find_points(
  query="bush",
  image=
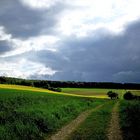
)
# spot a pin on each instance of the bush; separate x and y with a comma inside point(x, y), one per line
point(128, 96)
point(112, 95)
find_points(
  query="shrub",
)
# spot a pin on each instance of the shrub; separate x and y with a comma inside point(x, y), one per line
point(128, 95)
point(112, 95)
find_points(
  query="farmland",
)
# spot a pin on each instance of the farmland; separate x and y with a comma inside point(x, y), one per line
point(96, 92)
point(27, 114)
point(30, 113)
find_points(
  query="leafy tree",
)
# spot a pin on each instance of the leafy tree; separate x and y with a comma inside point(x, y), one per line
point(112, 95)
point(128, 95)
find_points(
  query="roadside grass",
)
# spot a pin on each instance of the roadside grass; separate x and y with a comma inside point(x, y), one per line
point(95, 126)
point(29, 115)
point(100, 93)
point(130, 119)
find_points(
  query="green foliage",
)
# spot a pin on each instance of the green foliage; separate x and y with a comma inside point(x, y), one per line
point(95, 126)
point(128, 96)
point(112, 95)
point(130, 119)
point(26, 115)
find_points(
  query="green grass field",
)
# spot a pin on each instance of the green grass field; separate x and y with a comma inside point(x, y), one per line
point(95, 126)
point(28, 114)
point(99, 93)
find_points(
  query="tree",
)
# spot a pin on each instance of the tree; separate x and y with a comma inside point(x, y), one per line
point(128, 96)
point(112, 95)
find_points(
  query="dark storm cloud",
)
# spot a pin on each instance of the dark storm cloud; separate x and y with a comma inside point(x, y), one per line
point(4, 47)
point(22, 21)
point(111, 58)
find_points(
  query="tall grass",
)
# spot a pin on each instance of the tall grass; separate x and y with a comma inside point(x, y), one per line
point(28, 115)
point(95, 126)
point(130, 119)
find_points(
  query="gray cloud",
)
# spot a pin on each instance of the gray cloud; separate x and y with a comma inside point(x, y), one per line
point(111, 58)
point(24, 22)
point(105, 57)
point(4, 47)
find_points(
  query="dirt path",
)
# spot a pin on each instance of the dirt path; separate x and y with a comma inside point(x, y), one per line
point(114, 132)
point(68, 129)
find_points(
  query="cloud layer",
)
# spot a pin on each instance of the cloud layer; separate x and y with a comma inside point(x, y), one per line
point(63, 40)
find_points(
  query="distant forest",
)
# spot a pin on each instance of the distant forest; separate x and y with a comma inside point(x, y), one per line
point(65, 84)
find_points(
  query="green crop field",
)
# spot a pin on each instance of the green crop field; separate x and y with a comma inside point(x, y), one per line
point(99, 93)
point(33, 114)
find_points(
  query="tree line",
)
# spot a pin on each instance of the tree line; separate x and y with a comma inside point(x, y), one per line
point(71, 84)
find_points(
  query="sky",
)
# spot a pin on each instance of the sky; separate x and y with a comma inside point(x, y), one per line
point(72, 40)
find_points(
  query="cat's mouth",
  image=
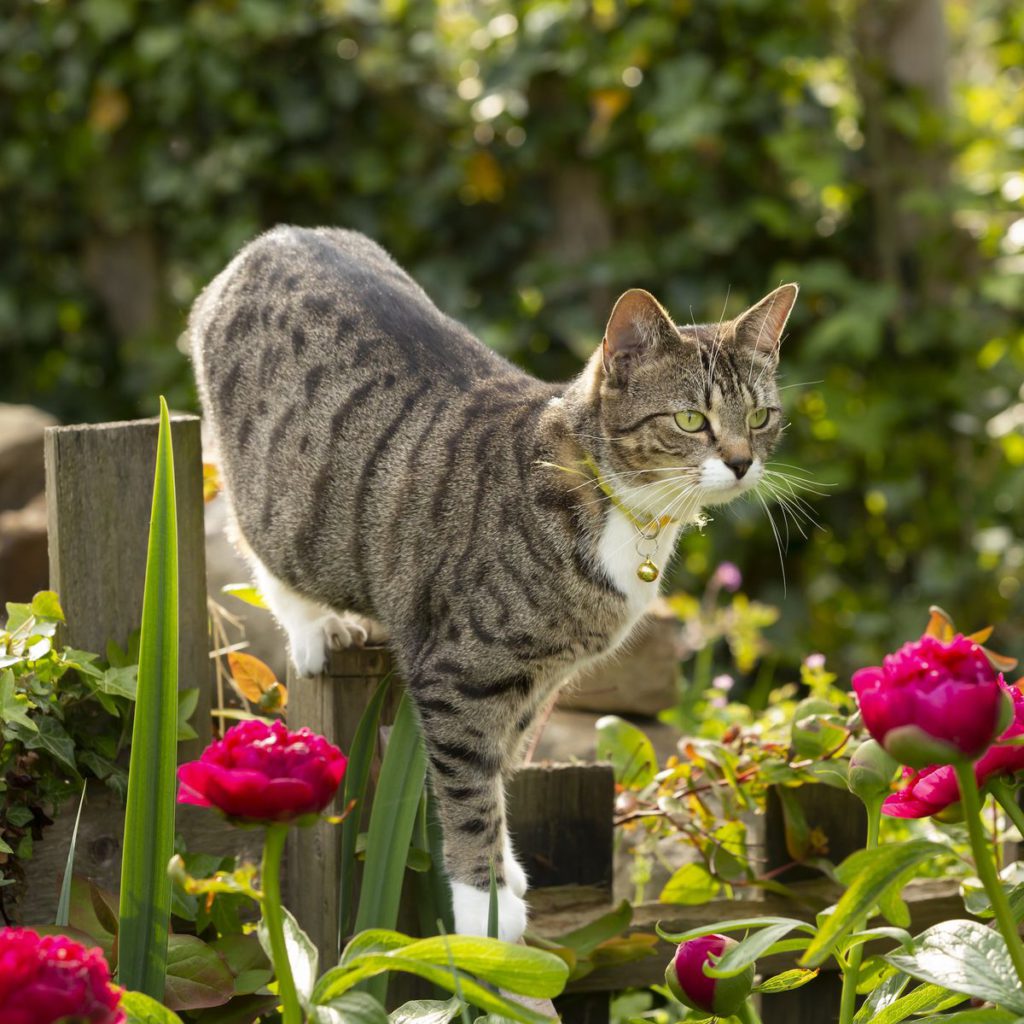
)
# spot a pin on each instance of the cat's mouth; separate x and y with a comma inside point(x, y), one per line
point(721, 484)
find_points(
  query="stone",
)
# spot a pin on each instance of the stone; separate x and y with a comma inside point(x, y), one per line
point(22, 474)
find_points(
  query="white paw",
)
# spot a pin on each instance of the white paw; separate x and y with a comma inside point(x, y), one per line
point(308, 651)
point(472, 906)
point(309, 645)
point(515, 877)
point(344, 631)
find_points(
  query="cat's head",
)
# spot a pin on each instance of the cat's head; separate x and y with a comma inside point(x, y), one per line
point(689, 415)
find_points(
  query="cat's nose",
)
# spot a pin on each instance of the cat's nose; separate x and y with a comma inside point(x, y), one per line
point(738, 465)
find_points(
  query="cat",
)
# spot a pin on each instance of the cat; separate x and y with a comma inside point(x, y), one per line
point(382, 462)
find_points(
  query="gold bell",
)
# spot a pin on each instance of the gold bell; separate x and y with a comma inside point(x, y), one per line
point(647, 570)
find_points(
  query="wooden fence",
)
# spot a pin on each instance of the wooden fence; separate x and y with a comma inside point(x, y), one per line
point(99, 481)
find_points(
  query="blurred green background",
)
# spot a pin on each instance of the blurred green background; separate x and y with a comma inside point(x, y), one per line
point(526, 162)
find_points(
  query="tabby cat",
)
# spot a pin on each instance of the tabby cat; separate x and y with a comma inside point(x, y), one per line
point(381, 462)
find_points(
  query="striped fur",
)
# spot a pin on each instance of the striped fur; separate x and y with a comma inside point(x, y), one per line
point(381, 460)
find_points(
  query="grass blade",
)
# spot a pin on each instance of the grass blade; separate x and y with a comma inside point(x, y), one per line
point(64, 902)
point(360, 758)
point(148, 836)
point(391, 822)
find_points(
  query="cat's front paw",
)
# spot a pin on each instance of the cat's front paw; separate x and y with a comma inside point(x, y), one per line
point(309, 644)
point(472, 906)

** Goal of the exercise **
How many lines in the items above contain the string "grass"? Reply with the number only.

** Final answer **
8